**EXTRACT TO READ:**
====

The compact disc player contains two main subsystems: the audio data processing system and the servo/control system. The servo, control, and display system orchestrate the mechanical operation of the player and include such items as the spindle motor, auto-tracking, lens focus, and the user interface. The audio data processing section covers all other player processes. A block diagram of the compact disc player is shown in Figure 1.

Since the introduction of the compact disc player in 1982, the market has
seen three generations of players. First generation players were
characterized by multi-bit DAC's used with brickwall reconstruction
filters. Second generation players used the same multi-bit DAC's but took
advantage of digital oversampling filters placed upstream of the DAC along
with a *gentle* analog reconstruction filter. Finally, current
players make use of low-bit DAC's along with oversampling filters and the
gentle analog output filter. In the following sections, each of these DAC
types and filtering methods will be investigated.

The very first demonstration players made by Sony, Philips, and others used 14-bit converters, which at the time were a vast improvement over analog equipment, but nonetheless were poor quality by today's standards. By the time the first consumer players were released in 1982, 16-bit converters were the standard. By 1989, many manufacturers touted the use of 18 and 20-bit converters.

—At the digital hardware level, multi-bit converters may be designed in several ways. The most common of these include the ladder network converter, integrating converter, and dynamic element matching converter. The discussion of these implementations is beyond the scope of this text, so the ambitious reader is referred to the reference material.

====

Items from a data source:
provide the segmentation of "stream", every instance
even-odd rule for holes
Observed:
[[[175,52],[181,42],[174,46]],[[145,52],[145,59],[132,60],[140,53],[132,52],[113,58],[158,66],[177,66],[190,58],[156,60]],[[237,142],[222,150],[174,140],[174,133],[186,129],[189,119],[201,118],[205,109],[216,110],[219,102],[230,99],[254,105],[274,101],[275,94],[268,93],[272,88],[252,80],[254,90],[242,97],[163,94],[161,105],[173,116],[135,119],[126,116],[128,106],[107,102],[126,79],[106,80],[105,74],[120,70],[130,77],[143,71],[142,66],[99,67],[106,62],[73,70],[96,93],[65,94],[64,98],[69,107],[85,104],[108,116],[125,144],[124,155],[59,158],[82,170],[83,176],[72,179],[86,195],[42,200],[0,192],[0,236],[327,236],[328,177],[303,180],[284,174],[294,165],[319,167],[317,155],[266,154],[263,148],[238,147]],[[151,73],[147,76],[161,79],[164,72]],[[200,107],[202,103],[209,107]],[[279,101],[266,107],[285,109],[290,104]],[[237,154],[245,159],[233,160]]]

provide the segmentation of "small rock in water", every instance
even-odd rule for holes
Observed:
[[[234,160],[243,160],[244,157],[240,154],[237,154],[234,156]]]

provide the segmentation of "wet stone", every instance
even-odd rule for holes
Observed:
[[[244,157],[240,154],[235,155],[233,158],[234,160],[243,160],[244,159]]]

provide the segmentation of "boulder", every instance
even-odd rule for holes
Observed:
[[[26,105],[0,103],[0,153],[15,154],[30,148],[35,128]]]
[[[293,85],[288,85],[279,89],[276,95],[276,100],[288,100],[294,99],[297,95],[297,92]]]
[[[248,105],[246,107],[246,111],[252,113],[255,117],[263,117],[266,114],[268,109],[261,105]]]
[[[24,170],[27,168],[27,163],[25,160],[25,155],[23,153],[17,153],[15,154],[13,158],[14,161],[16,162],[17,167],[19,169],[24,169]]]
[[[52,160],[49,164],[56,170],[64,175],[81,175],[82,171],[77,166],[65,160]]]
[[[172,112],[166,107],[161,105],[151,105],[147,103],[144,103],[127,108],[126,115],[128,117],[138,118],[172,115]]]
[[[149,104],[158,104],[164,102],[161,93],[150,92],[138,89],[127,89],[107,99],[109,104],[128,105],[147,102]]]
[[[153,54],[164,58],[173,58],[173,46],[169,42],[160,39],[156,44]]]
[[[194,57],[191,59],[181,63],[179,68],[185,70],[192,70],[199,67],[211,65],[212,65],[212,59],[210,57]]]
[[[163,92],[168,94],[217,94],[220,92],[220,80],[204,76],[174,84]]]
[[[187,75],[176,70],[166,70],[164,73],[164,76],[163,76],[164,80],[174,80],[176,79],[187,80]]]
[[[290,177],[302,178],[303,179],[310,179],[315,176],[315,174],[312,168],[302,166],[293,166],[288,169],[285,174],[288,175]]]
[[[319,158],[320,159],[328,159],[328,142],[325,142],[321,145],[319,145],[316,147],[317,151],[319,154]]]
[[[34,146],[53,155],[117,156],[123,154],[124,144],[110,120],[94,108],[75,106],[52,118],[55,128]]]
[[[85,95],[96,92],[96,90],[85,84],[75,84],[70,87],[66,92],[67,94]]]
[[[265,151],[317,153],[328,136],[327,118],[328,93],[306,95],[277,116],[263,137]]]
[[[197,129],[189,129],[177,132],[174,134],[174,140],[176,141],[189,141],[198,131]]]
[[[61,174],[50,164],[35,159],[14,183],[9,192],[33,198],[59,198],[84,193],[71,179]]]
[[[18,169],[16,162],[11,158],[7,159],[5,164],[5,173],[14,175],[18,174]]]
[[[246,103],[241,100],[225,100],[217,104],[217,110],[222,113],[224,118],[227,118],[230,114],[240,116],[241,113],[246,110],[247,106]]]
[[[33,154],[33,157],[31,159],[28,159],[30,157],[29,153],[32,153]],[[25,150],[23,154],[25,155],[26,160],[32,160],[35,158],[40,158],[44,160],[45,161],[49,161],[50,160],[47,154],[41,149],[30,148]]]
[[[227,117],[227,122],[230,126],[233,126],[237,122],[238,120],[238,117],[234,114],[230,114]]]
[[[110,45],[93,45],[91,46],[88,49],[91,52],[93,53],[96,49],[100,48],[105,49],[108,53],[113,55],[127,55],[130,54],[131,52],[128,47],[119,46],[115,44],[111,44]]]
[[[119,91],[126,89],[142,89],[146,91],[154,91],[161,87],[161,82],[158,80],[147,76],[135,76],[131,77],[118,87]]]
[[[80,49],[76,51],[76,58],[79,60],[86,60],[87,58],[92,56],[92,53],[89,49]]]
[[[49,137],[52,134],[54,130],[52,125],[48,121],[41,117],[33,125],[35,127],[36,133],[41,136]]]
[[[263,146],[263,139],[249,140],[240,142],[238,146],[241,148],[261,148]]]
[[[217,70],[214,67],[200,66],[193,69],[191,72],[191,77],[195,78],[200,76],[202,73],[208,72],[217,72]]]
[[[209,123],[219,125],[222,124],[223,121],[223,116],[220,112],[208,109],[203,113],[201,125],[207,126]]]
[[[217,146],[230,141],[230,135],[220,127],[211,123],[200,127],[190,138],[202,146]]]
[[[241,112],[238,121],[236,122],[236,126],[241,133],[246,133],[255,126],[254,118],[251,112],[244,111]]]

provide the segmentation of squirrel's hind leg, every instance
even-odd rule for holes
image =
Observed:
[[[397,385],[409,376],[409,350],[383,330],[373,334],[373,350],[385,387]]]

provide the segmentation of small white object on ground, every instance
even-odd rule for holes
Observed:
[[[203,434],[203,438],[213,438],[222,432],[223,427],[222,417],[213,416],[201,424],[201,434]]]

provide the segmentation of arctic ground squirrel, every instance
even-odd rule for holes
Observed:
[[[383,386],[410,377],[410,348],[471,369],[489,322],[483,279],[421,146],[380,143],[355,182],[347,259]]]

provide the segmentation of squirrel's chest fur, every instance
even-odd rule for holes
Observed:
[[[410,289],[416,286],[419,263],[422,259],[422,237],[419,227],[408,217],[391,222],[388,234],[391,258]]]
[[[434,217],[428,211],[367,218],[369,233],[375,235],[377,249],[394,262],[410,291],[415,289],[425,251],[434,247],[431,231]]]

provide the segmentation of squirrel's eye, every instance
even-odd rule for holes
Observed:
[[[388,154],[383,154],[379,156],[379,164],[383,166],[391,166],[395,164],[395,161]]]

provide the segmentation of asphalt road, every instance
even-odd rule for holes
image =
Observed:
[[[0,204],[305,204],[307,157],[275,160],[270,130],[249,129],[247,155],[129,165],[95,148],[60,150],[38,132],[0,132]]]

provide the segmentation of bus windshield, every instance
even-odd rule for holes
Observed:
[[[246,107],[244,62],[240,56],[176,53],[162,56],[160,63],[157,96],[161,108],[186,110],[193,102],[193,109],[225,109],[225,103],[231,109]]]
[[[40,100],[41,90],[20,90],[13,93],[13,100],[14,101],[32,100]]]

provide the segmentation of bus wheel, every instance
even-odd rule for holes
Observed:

====

**TASK PROMPT:** According to the text on compact disc players, what converter resolution was standard when the first consumer players came out in 1982?

**EXERCISE RESULT:** 16-bit converters.